**EXERCISE BRIEF**
From the records below, pull out every line that contains the string "shirt", treating uppercase and lowercase as different.

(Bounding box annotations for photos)
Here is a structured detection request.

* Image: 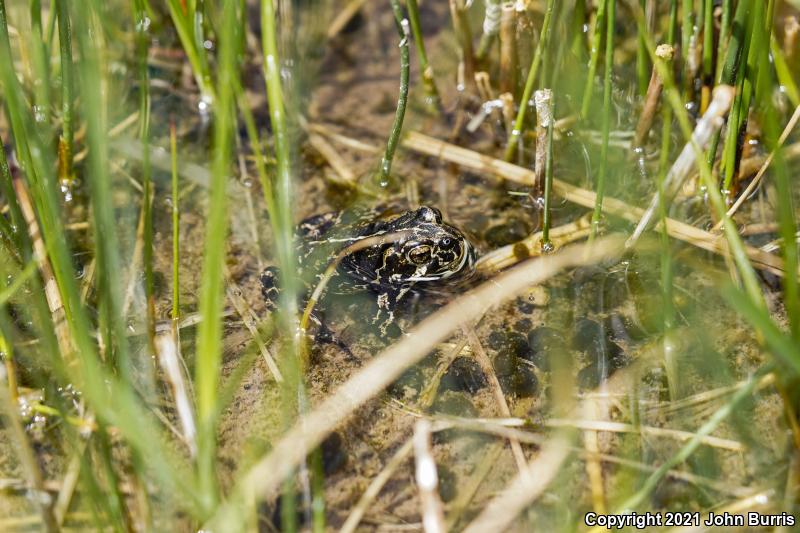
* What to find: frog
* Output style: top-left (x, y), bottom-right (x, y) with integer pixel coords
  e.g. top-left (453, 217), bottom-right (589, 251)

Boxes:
top-left (260, 205), bottom-right (477, 334)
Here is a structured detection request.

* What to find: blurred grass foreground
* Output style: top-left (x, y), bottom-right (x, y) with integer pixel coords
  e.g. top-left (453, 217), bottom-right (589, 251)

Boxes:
top-left (0, 0), bottom-right (800, 532)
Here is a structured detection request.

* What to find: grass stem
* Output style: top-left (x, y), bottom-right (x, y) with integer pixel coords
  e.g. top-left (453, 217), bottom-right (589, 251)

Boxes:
top-left (504, 0), bottom-right (555, 161)
top-left (589, 0), bottom-right (617, 241)
top-left (377, 0), bottom-right (411, 187)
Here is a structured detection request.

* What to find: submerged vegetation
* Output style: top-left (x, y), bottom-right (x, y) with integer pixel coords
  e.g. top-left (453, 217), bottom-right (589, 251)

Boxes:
top-left (0, 0), bottom-right (800, 531)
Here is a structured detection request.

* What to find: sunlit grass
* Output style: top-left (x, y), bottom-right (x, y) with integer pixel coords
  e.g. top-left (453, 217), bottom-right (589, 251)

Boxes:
top-left (0, 0), bottom-right (800, 531)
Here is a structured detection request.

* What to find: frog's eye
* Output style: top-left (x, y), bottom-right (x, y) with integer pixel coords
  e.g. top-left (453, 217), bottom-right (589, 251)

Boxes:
top-left (408, 244), bottom-right (431, 265)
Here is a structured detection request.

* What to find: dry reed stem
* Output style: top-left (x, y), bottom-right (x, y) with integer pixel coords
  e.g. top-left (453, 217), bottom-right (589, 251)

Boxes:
top-left (403, 132), bottom-right (784, 276)
top-left (339, 438), bottom-right (413, 533)
top-left (582, 384), bottom-right (611, 514)
top-left (533, 89), bottom-right (553, 196)
top-left (156, 335), bottom-right (197, 457)
top-left (412, 418), bottom-right (447, 533)
top-left (11, 175), bottom-right (75, 365)
top-left (433, 417), bottom-right (752, 498)
top-left (447, 442), bottom-right (505, 530)
top-left (711, 106), bottom-right (800, 232)
top-left (461, 326), bottom-right (528, 472)
top-left (217, 235), bottom-right (623, 524)
top-left (223, 268), bottom-right (283, 383)
top-left (627, 85), bottom-right (735, 247)
top-left (544, 418), bottom-right (745, 452)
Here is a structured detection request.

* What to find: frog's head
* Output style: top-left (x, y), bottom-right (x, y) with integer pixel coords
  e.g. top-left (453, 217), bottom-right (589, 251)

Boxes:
top-left (345, 206), bottom-right (475, 286)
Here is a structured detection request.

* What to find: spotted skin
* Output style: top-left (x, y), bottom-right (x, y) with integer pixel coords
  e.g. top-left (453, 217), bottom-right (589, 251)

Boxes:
top-left (261, 206), bottom-right (476, 333)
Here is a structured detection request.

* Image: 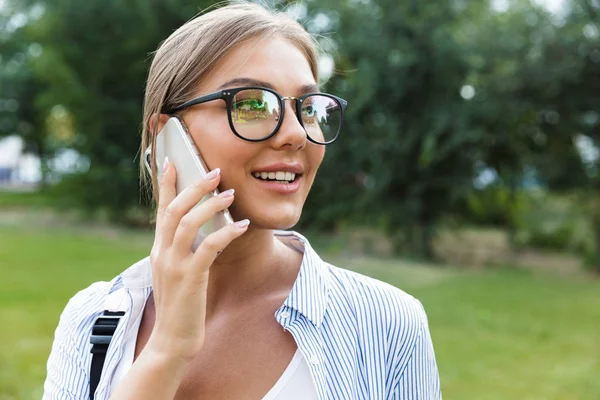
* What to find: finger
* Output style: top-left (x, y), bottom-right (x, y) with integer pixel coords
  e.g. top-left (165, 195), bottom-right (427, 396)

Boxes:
top-left (155, 157), bottom-right (177, 245)
top-left (161, 168), bottom-right (221, 247)
top-left (173, 189), bottom-right (234, 255)
top-left (192, 219), bottom-right (250, 268)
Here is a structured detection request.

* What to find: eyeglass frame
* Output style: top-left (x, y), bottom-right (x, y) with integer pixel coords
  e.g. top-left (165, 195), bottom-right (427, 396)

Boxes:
top-left (167, 86), bottom-right (348, 146)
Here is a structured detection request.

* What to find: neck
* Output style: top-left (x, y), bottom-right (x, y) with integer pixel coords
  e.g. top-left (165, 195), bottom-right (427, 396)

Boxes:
top-left (207, 228), bottom-right (302, 314)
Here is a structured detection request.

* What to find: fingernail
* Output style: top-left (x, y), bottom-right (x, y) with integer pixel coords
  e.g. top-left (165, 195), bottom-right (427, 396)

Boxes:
top-left (204, 168), bottom-right (221, 180)
top-left (234, 219), bottom-right (250, 229)
top-left (219, 189), bottom-right (235, 198)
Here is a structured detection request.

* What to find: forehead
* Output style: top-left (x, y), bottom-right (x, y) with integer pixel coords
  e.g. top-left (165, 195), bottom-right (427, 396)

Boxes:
top-left (198, 37), bottom-right (316, 96)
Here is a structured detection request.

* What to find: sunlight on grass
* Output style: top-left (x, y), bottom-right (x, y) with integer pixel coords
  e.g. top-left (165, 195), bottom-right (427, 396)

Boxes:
top-left (0, 226), bottom-right (600, 400)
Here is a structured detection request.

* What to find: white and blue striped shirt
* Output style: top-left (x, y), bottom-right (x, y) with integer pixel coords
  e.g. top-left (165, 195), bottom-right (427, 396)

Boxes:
top-left (43, 231), bottom-right (441, 400)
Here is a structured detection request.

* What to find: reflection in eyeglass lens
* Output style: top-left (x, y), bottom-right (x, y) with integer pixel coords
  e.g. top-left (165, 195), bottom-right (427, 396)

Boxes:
top-left (302, 95), bottom-right (341, 142)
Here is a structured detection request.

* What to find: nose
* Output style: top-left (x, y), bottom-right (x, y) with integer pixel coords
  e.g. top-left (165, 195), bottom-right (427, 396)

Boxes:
top-left (271, 97), bottom-right (307, 151)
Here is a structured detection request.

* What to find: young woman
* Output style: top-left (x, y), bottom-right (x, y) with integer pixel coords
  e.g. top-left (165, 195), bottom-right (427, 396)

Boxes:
top-left (44, 4), bottom-right (441, 400)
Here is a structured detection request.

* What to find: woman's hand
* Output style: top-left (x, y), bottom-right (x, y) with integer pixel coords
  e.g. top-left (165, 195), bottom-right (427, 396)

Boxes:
top-left (146, 159), bottom-right (249, 362)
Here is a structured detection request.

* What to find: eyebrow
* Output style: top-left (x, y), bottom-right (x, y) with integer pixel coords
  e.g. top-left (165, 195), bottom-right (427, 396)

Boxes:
top-left (218, 78), bottom-right (320, 95)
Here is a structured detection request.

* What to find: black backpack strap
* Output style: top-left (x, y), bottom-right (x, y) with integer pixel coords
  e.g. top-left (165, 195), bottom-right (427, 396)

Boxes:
top-left (90, 311), bottom-right (125, 400)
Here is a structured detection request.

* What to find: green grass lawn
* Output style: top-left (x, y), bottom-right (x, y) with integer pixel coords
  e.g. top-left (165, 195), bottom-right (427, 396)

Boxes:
top-left (0, 224), bottom-right (600, 400)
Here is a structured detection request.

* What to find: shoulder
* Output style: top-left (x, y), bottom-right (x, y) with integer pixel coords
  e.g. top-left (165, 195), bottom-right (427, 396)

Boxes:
top-left (326, 264), bottom-right (429, 364)
top-left (325, 263), bottom-right (426, 325)
top-left (56, 276), bottom-right (122, 348)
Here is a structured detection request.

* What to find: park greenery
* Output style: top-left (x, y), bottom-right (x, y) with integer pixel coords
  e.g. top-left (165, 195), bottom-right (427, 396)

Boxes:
top-left (0, 0), bottom-right (600, 270)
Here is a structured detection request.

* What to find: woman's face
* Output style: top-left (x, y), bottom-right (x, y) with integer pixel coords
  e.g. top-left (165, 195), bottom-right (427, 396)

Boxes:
top-left (183, 37), bottom-right (325, 229)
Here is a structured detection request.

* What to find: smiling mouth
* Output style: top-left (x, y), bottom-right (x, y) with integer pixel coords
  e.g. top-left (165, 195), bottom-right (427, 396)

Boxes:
top-left (252, 171), bottom-right (302, 183)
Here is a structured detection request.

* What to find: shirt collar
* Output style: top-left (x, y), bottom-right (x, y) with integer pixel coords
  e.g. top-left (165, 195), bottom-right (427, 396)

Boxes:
top-left (121, 231), bottom-right (329, 328)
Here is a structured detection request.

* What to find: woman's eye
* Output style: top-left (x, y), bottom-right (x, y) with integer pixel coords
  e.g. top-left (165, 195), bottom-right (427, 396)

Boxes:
top-left (302, 106), bottom-right (317, 117)
top-left (233, 99), bottom-right (265, 111)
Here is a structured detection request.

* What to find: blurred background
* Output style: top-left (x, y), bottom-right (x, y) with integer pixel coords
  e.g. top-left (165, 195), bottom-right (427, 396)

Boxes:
top-left (0, 0), bottom-right (600, 400)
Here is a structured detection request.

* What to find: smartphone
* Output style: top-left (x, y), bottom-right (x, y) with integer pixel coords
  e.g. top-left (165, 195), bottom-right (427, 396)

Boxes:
top-left (144, 117), bottom-right (233, 251)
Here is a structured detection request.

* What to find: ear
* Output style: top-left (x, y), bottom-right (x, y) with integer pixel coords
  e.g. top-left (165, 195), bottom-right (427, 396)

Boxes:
top-left (148, 114), bottom-right (171, 133)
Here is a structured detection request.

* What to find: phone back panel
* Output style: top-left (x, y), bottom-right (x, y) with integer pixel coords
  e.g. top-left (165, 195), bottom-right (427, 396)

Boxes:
top-left (156, 117), bottom-right (233, 251)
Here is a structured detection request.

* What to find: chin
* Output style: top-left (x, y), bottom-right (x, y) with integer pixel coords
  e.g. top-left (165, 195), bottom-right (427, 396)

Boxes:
top-left (230, 207), bottom-right (302, 230)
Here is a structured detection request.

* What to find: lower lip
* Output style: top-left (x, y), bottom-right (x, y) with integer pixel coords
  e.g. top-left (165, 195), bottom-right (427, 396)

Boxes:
top-left (252, 176), bottom-right (302, 194)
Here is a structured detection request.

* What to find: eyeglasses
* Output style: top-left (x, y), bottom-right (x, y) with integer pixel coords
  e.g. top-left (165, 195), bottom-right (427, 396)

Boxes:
top-left (168, 86), bottom-right (348, 145)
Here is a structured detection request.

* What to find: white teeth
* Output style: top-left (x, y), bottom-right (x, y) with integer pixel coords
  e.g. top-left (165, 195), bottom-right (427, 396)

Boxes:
top-left (254, 171), bottom-right (296, 182)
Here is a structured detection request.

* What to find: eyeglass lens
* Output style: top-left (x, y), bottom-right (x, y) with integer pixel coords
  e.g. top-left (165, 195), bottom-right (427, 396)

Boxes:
top-left (231, 89), bottom-right (342, 143)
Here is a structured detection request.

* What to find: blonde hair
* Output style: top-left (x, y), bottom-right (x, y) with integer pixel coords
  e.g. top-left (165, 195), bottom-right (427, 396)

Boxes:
top-left (140, 2), bottom-right (318, 203)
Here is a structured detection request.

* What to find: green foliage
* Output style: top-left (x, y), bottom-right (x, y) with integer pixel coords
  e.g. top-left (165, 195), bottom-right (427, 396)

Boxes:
top-left (21, 0), bottom-right (216, 221)
top-left (0, 225), bottom-right (600, 400)
top-left (463, 185), bottom-right (532, 227)
top-left (0, 0), bottom-right (600, 259)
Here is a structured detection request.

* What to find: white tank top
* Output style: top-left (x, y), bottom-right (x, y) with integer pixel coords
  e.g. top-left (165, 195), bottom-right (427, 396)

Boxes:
top-left (111, 304), bottom-right (318, 400)
top-left (262, 349), bottom-right (317, 400)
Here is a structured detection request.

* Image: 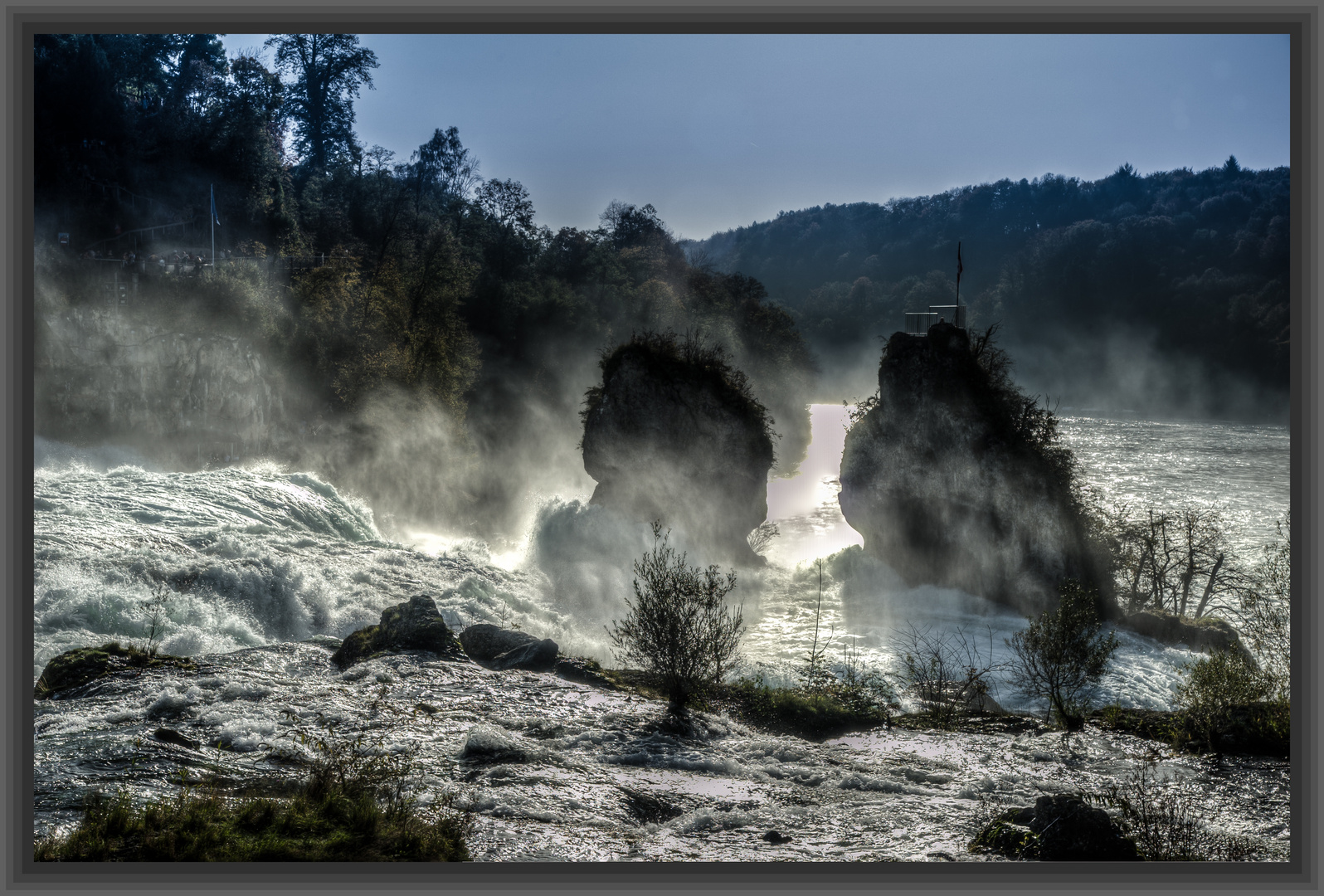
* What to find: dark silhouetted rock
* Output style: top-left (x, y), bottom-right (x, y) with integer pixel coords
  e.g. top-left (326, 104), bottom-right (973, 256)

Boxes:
top-left (33, 642), bottom-right (197, 700)
top-left (971, 794), bottom-right (1140, 862)
top-left (331, 594), bottom-right (462, 669)
top-left (840, 323), bottom-right (1116, 618)
top-left (153, 728), bottom-right (202, 751)
top-left (460, 623), bottom-right (559, 671)
top-left (1122, 610), bottom-right (1257, 665)
top-left (556, 656), bottom-right (617, 691)
top-left (584, 335), bottom-right (773, 565)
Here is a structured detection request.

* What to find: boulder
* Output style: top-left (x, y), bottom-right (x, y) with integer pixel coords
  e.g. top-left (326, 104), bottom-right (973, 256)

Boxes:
top-left (840, 323), bottom-right (1116, 618)
top-left (460, 623), bottom-right (559, 671)
top-left (971, 794), bottom-right (1140, 862)
top-left (1122, 610), bottom-right (1257, 665)
top-left (582, 335), bottom-right (773, 565)
top-left (331, 594), bottom-right (464, 669)
top-left (33, 640), bottom-right (197, 700)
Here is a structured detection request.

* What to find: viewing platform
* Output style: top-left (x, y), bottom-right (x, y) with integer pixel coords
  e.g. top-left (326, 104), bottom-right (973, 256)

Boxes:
top-left (904, 304), bottom-right (965, 336)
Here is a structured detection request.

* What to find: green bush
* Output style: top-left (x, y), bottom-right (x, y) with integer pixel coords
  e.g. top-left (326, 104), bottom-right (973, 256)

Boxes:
top-left (608, 523), bottom-right (744, 713)
top-left (1006, 581), bottom-right (1117, 731)
top-left (33, 724), bottom-right (473, 862)
top-left (1082, 762), bottom-right (1253, 862)
top-left (1173, 651), bottom-right (1291, 749)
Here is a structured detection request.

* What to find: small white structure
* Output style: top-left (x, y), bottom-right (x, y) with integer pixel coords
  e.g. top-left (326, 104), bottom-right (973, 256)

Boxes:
top-left (906, 304), bottom-right (965, 336)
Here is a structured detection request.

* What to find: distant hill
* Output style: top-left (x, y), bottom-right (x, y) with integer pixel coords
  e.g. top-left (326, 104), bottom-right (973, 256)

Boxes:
top-left (686, 158), bottom-right (1291, 417)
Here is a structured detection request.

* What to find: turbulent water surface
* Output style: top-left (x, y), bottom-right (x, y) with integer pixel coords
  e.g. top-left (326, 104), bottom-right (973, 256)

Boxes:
top-left (33, 405), bottom-right (1288, 860)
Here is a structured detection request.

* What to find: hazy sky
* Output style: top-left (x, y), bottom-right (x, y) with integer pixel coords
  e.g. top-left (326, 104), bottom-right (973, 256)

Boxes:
top-left (225, 34), bottom-right (1290, 238)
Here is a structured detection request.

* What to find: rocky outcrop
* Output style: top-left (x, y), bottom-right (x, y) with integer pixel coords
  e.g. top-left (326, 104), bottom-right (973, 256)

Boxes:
top-left (1122, 610), bottom-right (1257, 665)
top-left (331, 594), bottom-right (464, 669)
top-left (971, 794), bottom-right (1140, 862)
top-left (33, 642), bottom-right (197, 700)
top-left (460, 623), bottom-right (560, 671)
top-left (584, 335), bottom-right (773, 564)
top-left (840, 323), bottom-right (1116, 618)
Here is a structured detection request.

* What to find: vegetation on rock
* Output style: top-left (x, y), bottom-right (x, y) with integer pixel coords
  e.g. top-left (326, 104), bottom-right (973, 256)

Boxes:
top-left (608, 523), bottom-right (744, 713)
top-left (33, 709), bottom-right (473, 862)
top-left (1008, 581), bottom-right (1117, 729)
top-left (33, 640), bottom-right (197, 700)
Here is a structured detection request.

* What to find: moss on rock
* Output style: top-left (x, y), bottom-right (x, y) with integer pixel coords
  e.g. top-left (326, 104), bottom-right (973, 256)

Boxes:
top-left (33, 640), bottom-right (197, 700)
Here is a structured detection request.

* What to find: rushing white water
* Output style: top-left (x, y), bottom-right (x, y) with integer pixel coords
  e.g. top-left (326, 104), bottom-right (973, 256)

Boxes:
top-left (33, 405), bottom-right (1288, 860)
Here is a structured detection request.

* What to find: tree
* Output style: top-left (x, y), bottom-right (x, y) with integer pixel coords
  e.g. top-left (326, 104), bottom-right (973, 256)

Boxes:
top-left (264, 34), bottom-right (377, 173)
top-left (411, 127), bottom-right (480, 205)
top-left (478, 178), bottom-right (536, 238)
top-left (608, 523), bottom-right (744, 713)
top-left (1006, 581), bottom-right (1117, 731)
top-left (1231, 514), bottom-right (1292, 700)
top-left (1109, 507), bottom-right (1246, 620)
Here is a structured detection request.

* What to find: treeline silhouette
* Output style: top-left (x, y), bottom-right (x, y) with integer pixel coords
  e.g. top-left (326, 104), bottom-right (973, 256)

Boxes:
top-left (687, 158), bottom-right (1291, 412)
top-left (33, 34), bottom-right (815, 503)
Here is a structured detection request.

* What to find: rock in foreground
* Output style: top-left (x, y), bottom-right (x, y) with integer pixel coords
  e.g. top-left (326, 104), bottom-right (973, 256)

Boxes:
top-left (584, 335), bottom-right (773, 564)
top-left (33, 640), bottom-right (197, 700)
top-left (971, 794), bottom-right (1140, 862)
top-left (1124, 610), bottom-right (1255, 663)
top-left (331, 594), bottom-right (464, 669)
top-left (460, 622), bottom-right (560, 671)
top-left (840, 323), bottom-right (1116, 618)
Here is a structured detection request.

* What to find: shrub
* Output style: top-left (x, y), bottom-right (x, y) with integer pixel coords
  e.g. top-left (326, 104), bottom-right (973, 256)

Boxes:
top-left (1006, 581), bottom-right (1117, 731)
top-left (1082, 762), bottom-right (1253, 862)
top-left (608, 523), bottom-right (744, 713)
top-left (1173, 651), bottom-right (1287, 749)
top-left (893, 625), bottom-right (997, 728)
top-left (34, 709), bottom-right (473, 862)
top-left (1233, 514), bottom-right (1292, 701)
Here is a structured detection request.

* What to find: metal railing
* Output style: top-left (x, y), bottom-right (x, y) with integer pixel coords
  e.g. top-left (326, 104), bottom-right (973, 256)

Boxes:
top-left (906, 304), bottom-right (965, 336)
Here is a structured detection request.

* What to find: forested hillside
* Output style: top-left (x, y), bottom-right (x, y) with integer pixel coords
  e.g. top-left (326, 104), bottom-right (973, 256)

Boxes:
top-left (687, 158), bottom-right (1291, 411)
top-left (34, 34), bottom-right (815, 531)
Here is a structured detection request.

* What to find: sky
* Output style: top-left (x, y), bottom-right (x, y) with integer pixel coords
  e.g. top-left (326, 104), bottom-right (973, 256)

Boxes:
top-left (222, 34), bottom-right (1290, 240)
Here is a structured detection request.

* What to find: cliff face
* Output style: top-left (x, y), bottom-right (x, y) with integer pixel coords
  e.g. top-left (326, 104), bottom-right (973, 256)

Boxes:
top-left (584, 340), bottom-right (773, 562)
top-left (840, 324), bottom-right (1116, 618)
top-left (34, 306), bottom-right (298, 465)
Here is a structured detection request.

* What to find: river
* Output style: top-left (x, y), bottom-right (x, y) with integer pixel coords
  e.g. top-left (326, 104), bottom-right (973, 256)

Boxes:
top-left (33, 405), bottom-right (1290, 862)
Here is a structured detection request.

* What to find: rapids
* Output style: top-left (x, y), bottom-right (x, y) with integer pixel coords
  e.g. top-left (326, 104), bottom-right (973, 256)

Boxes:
top-left (33, 405), bottom-right (1290, 860)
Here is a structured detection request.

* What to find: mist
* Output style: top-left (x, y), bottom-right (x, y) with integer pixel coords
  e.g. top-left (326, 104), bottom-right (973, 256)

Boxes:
top-left (1000, 323), bottom-right (1290, 423)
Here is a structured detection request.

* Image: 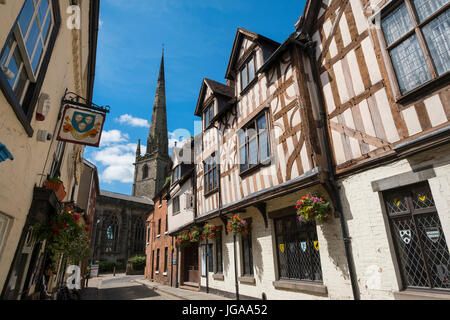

**ANSWER TO THE PROBLEM**
* What to find: white and blue striped shirt
* What to find: shirt collar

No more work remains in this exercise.